What is being asked:
Rewrite all the items below with "occluded" changed to "partly hidden" wherever it occurs and nothing else altered. Leave the pictures out of your version.
☆ ☆ ☆ ☆ ☆
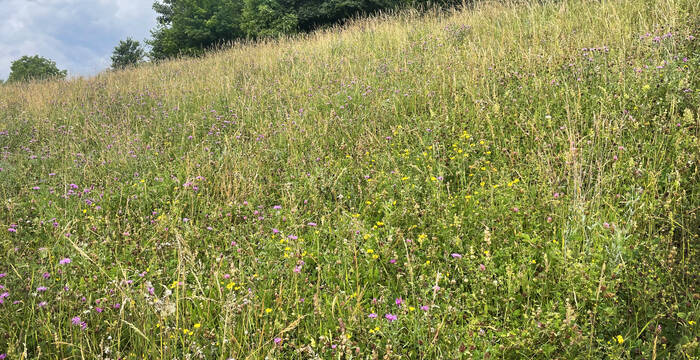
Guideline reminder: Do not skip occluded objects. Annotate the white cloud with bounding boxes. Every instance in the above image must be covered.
[0,0,156,79]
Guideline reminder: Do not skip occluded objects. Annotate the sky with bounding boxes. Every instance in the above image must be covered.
[0,0,156,79]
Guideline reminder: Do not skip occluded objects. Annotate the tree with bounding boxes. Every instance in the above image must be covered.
[241,0,298,38]
[112,38,145,69]
[7,55,68,83]
[147,0,245,60]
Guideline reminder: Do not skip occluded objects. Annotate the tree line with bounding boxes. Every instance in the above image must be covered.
[0,0,464,83]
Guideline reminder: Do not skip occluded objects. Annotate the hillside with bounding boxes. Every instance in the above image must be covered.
[0,0,700,359]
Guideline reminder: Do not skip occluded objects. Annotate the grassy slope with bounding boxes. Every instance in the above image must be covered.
[0,0,700,359]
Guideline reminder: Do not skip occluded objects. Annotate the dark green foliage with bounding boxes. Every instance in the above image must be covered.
[148,0,244,60]
[112,38,145,69]
[148,0,462,60]
[7,55,67,83]
[241,0,298,38]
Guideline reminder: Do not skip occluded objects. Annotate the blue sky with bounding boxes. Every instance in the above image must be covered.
[0,0,156,79]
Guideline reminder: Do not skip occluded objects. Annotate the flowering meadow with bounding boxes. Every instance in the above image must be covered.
[0,0,700,359]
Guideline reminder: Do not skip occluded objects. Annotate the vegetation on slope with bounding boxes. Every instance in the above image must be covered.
[0,0,700,359]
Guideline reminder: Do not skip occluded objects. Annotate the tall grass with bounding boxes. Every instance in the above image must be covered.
[0,0,700,359]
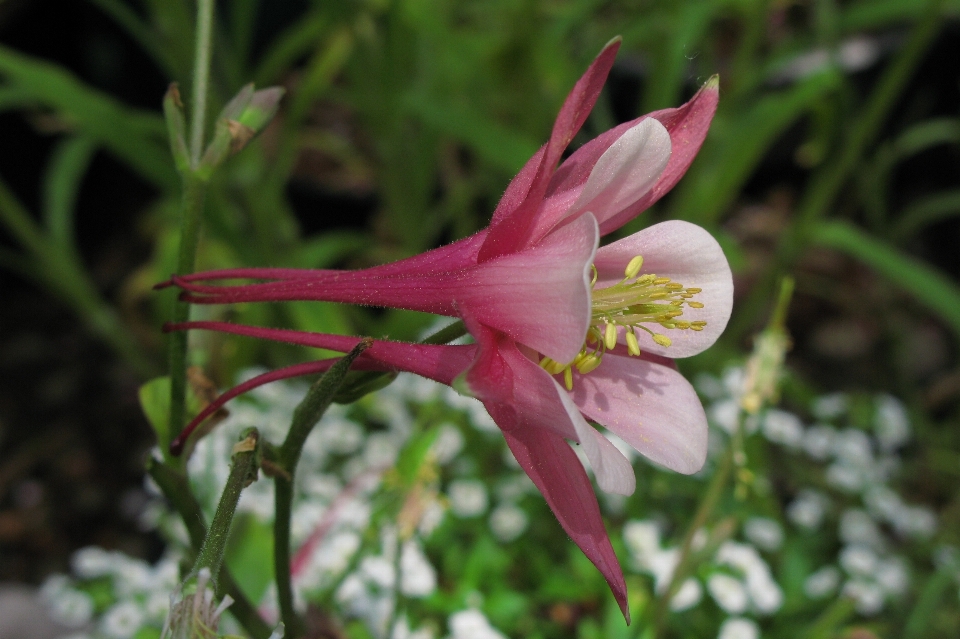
☆ ☆ ☆ ☆ ☆
In response:
Guideline reminder: Do not skip partly hidden objects. Annotate the white cloud with bounding boxes. Every instance in the above image must be covered.
[0,0,156,79]
Guideline reminder: Do not skip partly hidden objects. Annotate the sky with bounding boxes. Every instance in the above image must be covered.
[0,0,156,79]
Guideline reminder: Do not skip partly hidden objects. Annotate the tree with bounding boxes. Every instance in the above image must be covered.
[241,0,298,38]
[112,38,145,69]
[7,55,68,83]
[147,0,245,60]
Guideline reminder: Do not skip partly hidden objects. Annotate the tree line with bounding boxes. Every instance in the above image must be covered.
[0,0,464,83]
Guideline reminder: Do not skip partly hidden objects. Annotate the hillside with bounding boxes. Every instance in the above image must be covered.
[0,0,700,359]
Guideline reminder: Do not skip partly hidden objects. Annotate the grassy slope with bounding boxes. Every instance in the above image must be covered.
[0,0,700,359]
Guideline reminder: Do not skip partly hidden objects. Annotate the dark green foliage with bounding boxes. Every instance in the above image must be covered.
[148,0,244,60]
[112,38,145,69]
[148,0,462,60]
[7,55,67,83]
[241,0,298,38]
Guideline reminder: Do not skip partly hidden objects. Annotate the blue sky with bounding boxes. Every instance in the above image must be covered.
[0,0,156,79]
Guideline reminder: Do not skip partly hidden objects. Annotate the flowering meadow with bounding boxes. Every instance in the above image must be covered.
[0,0,700,359]
Guideline reminder: Do not skip partly hidden objects. Annotate the vegetation on slope with bounding boxes. Every instance in the above image must be covered.
[0,0,700,359]
Guideline reminder: Do not skip partly hidden objects. Annotate the tall grass with bounding boxes. Every instance in the above image must be covered.
[0,0,700,359]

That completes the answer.